>>>>>

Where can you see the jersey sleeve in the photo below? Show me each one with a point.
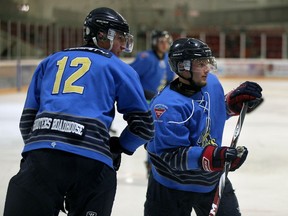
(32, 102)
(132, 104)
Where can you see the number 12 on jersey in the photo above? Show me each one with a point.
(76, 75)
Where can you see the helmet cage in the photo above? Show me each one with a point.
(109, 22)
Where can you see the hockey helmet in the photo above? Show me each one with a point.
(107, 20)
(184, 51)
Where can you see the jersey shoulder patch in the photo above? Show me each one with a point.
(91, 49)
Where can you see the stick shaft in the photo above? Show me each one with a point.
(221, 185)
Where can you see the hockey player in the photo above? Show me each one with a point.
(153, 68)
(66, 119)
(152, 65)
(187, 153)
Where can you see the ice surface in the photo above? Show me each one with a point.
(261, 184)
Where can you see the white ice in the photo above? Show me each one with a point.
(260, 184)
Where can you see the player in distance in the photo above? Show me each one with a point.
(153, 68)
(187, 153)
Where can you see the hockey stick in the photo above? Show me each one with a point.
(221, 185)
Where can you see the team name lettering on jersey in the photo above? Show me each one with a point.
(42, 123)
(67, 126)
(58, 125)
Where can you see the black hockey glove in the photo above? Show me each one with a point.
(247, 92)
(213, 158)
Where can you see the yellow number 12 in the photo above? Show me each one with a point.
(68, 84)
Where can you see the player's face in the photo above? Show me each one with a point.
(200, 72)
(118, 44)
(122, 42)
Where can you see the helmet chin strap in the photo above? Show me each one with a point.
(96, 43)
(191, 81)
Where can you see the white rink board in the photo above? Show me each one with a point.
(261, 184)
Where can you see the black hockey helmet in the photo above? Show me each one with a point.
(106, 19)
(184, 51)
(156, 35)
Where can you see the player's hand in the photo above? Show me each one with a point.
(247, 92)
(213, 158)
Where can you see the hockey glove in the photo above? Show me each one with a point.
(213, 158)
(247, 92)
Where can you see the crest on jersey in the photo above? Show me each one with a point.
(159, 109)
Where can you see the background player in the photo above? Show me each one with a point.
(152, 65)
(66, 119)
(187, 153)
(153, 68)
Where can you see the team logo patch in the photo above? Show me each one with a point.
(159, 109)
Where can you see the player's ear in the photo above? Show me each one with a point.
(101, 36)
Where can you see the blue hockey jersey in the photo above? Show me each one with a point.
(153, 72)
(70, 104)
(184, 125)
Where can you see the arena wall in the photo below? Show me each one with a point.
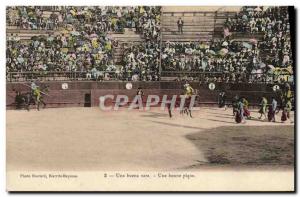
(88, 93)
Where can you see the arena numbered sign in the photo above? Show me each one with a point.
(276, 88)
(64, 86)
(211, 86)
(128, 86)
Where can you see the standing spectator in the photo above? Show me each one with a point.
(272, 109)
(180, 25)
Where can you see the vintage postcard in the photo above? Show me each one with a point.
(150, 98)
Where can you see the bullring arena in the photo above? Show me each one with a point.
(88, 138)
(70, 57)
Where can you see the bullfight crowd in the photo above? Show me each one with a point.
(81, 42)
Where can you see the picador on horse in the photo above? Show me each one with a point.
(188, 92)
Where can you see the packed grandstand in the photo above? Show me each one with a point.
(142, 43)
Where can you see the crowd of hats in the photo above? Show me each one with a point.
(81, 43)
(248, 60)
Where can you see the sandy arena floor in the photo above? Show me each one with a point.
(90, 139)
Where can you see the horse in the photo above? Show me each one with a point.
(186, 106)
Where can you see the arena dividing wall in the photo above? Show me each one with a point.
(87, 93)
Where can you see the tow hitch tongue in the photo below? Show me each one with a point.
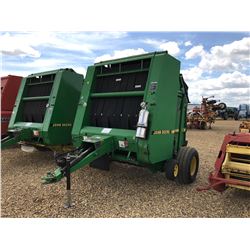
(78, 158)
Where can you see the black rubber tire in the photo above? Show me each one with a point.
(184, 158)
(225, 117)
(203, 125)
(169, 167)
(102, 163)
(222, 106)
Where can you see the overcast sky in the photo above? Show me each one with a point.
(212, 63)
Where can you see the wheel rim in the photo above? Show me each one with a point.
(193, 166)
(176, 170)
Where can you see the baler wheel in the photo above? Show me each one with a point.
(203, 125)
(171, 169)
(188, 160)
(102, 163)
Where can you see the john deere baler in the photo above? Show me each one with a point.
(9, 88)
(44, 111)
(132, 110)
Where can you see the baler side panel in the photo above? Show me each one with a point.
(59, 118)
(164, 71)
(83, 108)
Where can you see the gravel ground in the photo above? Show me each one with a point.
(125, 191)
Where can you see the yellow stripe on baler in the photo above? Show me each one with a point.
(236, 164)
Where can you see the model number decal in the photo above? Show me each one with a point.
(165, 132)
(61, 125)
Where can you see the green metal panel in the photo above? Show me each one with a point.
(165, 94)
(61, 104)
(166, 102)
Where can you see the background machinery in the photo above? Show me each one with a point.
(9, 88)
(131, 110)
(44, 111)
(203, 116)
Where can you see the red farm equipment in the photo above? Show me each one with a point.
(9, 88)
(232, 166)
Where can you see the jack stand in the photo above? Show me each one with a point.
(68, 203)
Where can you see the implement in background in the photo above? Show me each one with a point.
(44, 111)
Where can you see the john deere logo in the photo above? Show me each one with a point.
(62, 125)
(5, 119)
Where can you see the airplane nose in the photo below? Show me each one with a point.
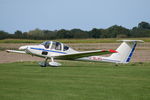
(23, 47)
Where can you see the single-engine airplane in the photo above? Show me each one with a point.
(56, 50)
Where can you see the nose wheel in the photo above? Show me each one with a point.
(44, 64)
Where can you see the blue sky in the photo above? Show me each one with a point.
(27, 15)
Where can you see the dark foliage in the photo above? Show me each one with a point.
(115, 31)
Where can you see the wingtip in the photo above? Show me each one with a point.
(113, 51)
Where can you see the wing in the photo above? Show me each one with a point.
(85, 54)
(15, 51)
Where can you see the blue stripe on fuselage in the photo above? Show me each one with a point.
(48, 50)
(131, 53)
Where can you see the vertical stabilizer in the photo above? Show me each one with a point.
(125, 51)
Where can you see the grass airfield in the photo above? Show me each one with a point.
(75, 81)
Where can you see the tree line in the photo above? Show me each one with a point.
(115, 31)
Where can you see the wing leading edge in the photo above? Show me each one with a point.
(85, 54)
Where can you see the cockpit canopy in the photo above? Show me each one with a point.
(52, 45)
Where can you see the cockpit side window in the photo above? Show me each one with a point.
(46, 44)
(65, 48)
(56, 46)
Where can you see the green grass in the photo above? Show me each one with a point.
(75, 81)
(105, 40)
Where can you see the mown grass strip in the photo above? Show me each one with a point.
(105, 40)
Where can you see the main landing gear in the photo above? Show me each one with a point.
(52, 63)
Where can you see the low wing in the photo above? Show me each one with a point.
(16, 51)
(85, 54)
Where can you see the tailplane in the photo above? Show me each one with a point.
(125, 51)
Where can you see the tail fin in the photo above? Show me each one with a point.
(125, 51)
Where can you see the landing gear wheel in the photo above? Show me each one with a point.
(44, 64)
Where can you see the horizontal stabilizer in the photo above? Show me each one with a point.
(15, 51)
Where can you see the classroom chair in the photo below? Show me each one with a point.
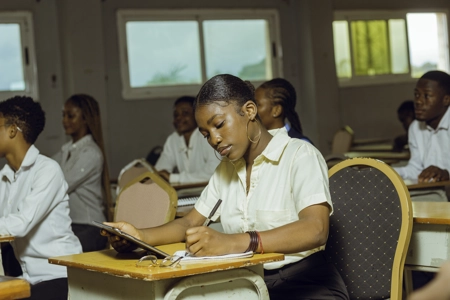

<<<<<

■ SHORT PROBLEM
Retype the line containing "Where can you see the tree" and all lines after it through the end of the material, exactly and only those, leaving out pictures.

■ THE REPLY
Where can you see the tree line in the photo above? Show me each one with a point.
(115, 31)
Where can you see the wing leading edge in the photo above? Show me each one with a point.
(85, 54)
Where can you see the cockpit canopy in the photo above? Show me each one with a point.
(52, 45)
Where can you see the cockpit side window in the photo above? Show me each one with a point.
(46, 44)
(65, 48)
(56, 46)
Where can you see the green grass in the photo above? Show me each one with a point.
(75, 81)
(105, 40)
Where can you see the mown grass strip in the photo above? Show me each one with a point.
(105, 40)
Where can you see the main landing gear in the photo above? Show me each one with a point.
(52, 63)
Where can you see the low wing in the photo above? Show me each one with a point.
(16, 51)
(85, 54)
Where can you see the tailplane in the photo above? Show me each one with a point.
(125, 51)
Where can you see the tail fin in the photo above? Show me each one with a point.
(125, 51)
Where can you see the landing gear wheel in the photo above? Show me each one with a point.
(44, 64)
Where can you see the horizontal stabilizer in the photo above? Show me each one with a point.
(15, 51)
Where can you see the classroom chair in the photo below? Show me each one with a point.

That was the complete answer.